• [EXTRACT]:
▼

# Improved Implementation for Stochastic Linear Regression
with regularization.\
with efficiency improvements.\
Recommended to check cost after convergence.

In [1]:
import numpy as np

## Implementation

In [2]:
class LinearRegression:
    """Linear regression model with L2 regularization."""
    
    DEFAULT_EPOCHS = 1000
    DEFAULT_ALPHA = 0.01
    DEFAULT_LAMBDA = 0.0001
    DEFAULT_ERROR_THRESHOLD = 0.001
    DEFAULT_VALIDATION_SIZE = 0.2


    def compute_cost(self, y, y_, Lambda, W, m):
        """Compute cost function with L2 regularization."""
        return np.mean((y-y_)**2) + ((np.sum(W**2)) * Lambda/(2*m))
    
    
    def validation_split(self, X, y, validation_size=DEFAULT_VALIDATION_SIZE):
        """Splits X and y into train and validatation set"""
        val = int(X.shape[0] * (1 - validation_size))
        return X[:val], y[:val], X[val:], y[val:]
    
    
    def log_current(self, k, num_out, output_limit,cost, vcost, alter=False):
        """Log current training information. Alter for exit print."""
        if alter: # For printing at arbitrary epoch, w vCost only
            print(f"       * Epoch: {k}",
                  f"vCost: {vcost:.8f}")

▲

• [AIM A]:
Answer these about the linear regression code:
(i) What does the introduction recommend checking after convergence?
(ii) What is the default validation size?
(iii) Which method splits X and y into train and validation sets?
• [AIM B]: Write the next part of the linear regression code, starting right after its last line.

• [RECORDS PROVIDED]:
▼

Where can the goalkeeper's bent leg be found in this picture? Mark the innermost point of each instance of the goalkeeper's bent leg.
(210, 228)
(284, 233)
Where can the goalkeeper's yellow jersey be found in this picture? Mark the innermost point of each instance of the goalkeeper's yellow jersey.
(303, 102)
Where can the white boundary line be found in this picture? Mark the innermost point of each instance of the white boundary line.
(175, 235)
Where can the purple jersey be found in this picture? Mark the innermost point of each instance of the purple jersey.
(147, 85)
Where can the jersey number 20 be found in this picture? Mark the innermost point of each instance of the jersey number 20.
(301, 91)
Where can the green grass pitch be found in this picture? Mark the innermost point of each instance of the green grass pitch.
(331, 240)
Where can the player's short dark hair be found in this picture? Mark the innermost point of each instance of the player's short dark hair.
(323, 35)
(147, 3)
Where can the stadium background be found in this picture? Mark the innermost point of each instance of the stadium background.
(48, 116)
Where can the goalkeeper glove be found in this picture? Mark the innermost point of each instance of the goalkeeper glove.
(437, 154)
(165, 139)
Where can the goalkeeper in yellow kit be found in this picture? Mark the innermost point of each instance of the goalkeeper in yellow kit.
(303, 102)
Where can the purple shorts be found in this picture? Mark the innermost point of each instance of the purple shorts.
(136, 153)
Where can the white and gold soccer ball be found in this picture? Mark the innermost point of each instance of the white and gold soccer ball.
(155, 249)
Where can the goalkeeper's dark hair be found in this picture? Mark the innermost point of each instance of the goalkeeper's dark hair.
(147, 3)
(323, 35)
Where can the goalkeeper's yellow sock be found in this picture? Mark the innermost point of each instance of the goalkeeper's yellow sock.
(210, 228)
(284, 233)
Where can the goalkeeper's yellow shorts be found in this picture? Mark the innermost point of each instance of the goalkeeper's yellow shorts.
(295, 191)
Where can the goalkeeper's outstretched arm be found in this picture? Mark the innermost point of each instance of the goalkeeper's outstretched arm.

▲

• [TASK RESPONSE A]:
(i) The cost
(ii) 0.2
(iii) validation_split

• [TASK RESPONSE B]:
            return None
            
        print(f"({k//num_out}/{output_limit}) > Epoch: {k}",
              f"cost: {cost:.8f}",
              f"vCost: {vcost:.8f}")
        
    
    def convergence_test(self, current_cost, past_cost, error_threshold, k):
        # Simple convergence test
        if  (past_cost - current_cost <= error_threshold):
            self.c+=1
            if self.c >= 10:
                self.log_current(k=k, num_out=0, output_limit=0, cost=0, vcost=current_cost, alter=True)
                print(f"\nEpoch {k} > vCost Converged with threshold {error_threshold}. Or performance degraded.")
                self.EXIT = True # Also returns in case of validation perf degradation (overfit)
                
        else: 
            self.c=0 # For counting consecutive iterations of convergence

    def single_step(self, Xi, yi, m, W, b, alpha, Lambda):
        """Perform a single step of gradient descent."""
        
        y_i = np.dot(Xi, W) + b 
        res = yi - y_i
        
        dJ_dW = np.dot(res, Xi)  - Lambda * W
        dJ_db = res.mean()

        W += dJ_dW * alpha / m
        b += dJ_db * alpha

        return W,b
    
    def fit(self, X, y,
            epochs = DEFAULT_EPOCHS,
            alpha = DEFAULT_ALPHA,
            Lambda=DEFAULT_LAMBDA,
            error_threshold = DEFAULT_ERROR_THRESHOLD,
            validation_size = DEFAULT_VALIDATION_SIZE,
            output_limit=10):
        """Fit the linear regression model to the given data.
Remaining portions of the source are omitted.